▸ Exercise aim
Exactly and only the lines from the one with "note: each instance" through the last line of the records need to be set down; please skip the pictures.

▸ Records for the task
****************************************

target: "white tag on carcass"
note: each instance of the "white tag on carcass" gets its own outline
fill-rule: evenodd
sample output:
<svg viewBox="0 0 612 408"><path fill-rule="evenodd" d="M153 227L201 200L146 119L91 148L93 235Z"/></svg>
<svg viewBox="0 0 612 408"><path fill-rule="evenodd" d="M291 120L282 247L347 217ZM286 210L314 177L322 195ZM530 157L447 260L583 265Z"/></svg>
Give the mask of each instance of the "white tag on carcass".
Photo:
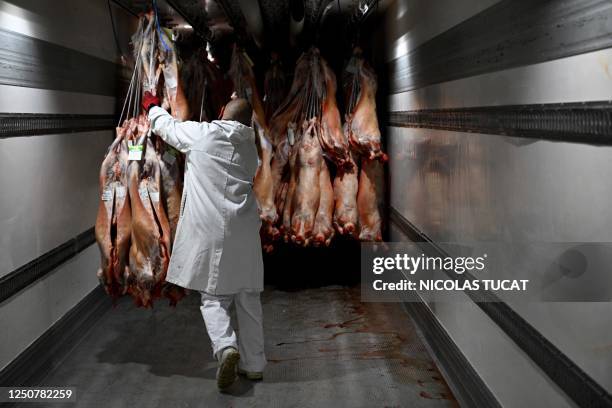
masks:
<svg viewBox="0 0 612 408"><path fill-rule="evenodd" d="M142 148L143 145L128 146L128 160L141 160Z"/></svg>
<svg viewBox="0 0 612 408"><path fill-rule="evenodd" d="M172 165L176 161L176 157L174 156L172 151L166 150L164 152L164 155L162 156L162 160L165 161L166 163Z"/></svg>
<svg viewBox="0 0 612 408"><path fill-rule="evenodd" d="M138 195L140 196L140 201L147 203L149 201L149 190L147 190L147 186L138 187Z"/></svg>
<svg viewBox="0 0 612 408"><path fill-rule="evenodd" d="M287 128L287 139L289 139L289 144L293 146L295 143L295 133L293 132L293 128Z"/></svg>
<svg viewBox="0 0 612 408"><path fill-rule="evenodd" d="M123 197L125 197L125 193L126 193L125 190L126 190L125 186L119 185L119 186L115 187L115 194L117 195L118 198L123 198Z"/></svg>
<svg viewBox="0 0 612 408"><path fill-rule="evenodd" d="M102 201L110 201L113 199L113 189L111 187L107 187L102 191Z"/></svg>
<svg viewBox="0 0 612 408"><path fill-rule="evenodd" d="M149 197L154 203L159 201L159 191L149 191Z"/></svg>
<svg viewBox="0 0 612 408"><path fill-rule="evenodd" d="M251 96L253 96L253 90L251 89L250 86L248 86L244 91L246 93L247 99L250 101L251 100Z"/></svg>
<svg viewBox="0 0 612 408"><path fill-rule="evenodd" d="M168 93L170 93L170 96L176 96L176 92L178 90L178 82L176 77L172 75L166 75L166 73L164 72L164 81L166 81L165 86L168 90Z"/></svg>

****************************************

▸ Answer box
note: each instance of the "white tag on carcass" gets its own outline
fill-rule: evenodd
sample output:
<svg viewBox="0 0 612 408"><path fill-rule="evenodd" d="M153 227L201 200L146 119L91 148L93 235Z"/></svg>
<svg viewBox="0 0 612 408"><path fill-rule="evenodd" d="M291 120L282 247L347 217ZM286 210L314 177L322 195ZM530 157L447 260L583 265Z"/></svg>
Give the mask of each instance of the "white tag on carcass".
Photo:
masks:
<svg viewBox="0 0 612 408"><path fill-rule="evenodd" d="M142 148L143 145L128 146L128 160L141 160Z"/></svg>
<svg viewBox="0 0 612 408"><path fill-rule="evenodd" d="M172 165L176 161L176 157L174 156L172 151L166 150L164 152L164 155L162 156L162 160L165 161L166 163Z"/></svg>
<svg viewBox="0 0 612 408"><path fill-rule="evenodd" d="M138 195L140 196L140 201L147 203L149 201L149 190L147 190L147 186L138 187Z"/></svg>
<svg viewBox="0 0 612 408"><path fill-rule="evenodd" d="M287 128L287 139L289 139L289 144L293 146L295 143L295 133L293 132L293 128Z"/></svg>
<svg viewBox="0 0 612 408"><path fill-rule="evenodd" d="M123 197L125 197L125 193L126 193L125 190L126 190L125 186L119 185L119 186L115 187L115 194L117 195L118 198L123 198Z"/></svg>
<svg viewBox="0 0 612 408"><path fill-rule="evenodd" d="M102 201L110 201L113 199L113 189L111 187L107 187L102 191Z"/></svg>
<svg viewBox="0 0 612 408"><path fill-rule="evenodd" d="M149 197L154 203L159 201L159 191L149 191Z"/></svg>
<svg viewBox="0 0 612 408"><path fill-rule="evenodd" d="M251 96L253 96L253 90L251 89L250 86L248 86L244 91L246 93L247 99L250 101L251 100Z"/></svg>
<svg viewBox="0 0 612 408"><path fill-rule="evenodd" d="M168 93L170 93L170 96L176 96L176 92L178 90L178 82L176 77L172 75L166 75L166 73L164 72L164 81L166 81L165 86L168 90Z"/></svg>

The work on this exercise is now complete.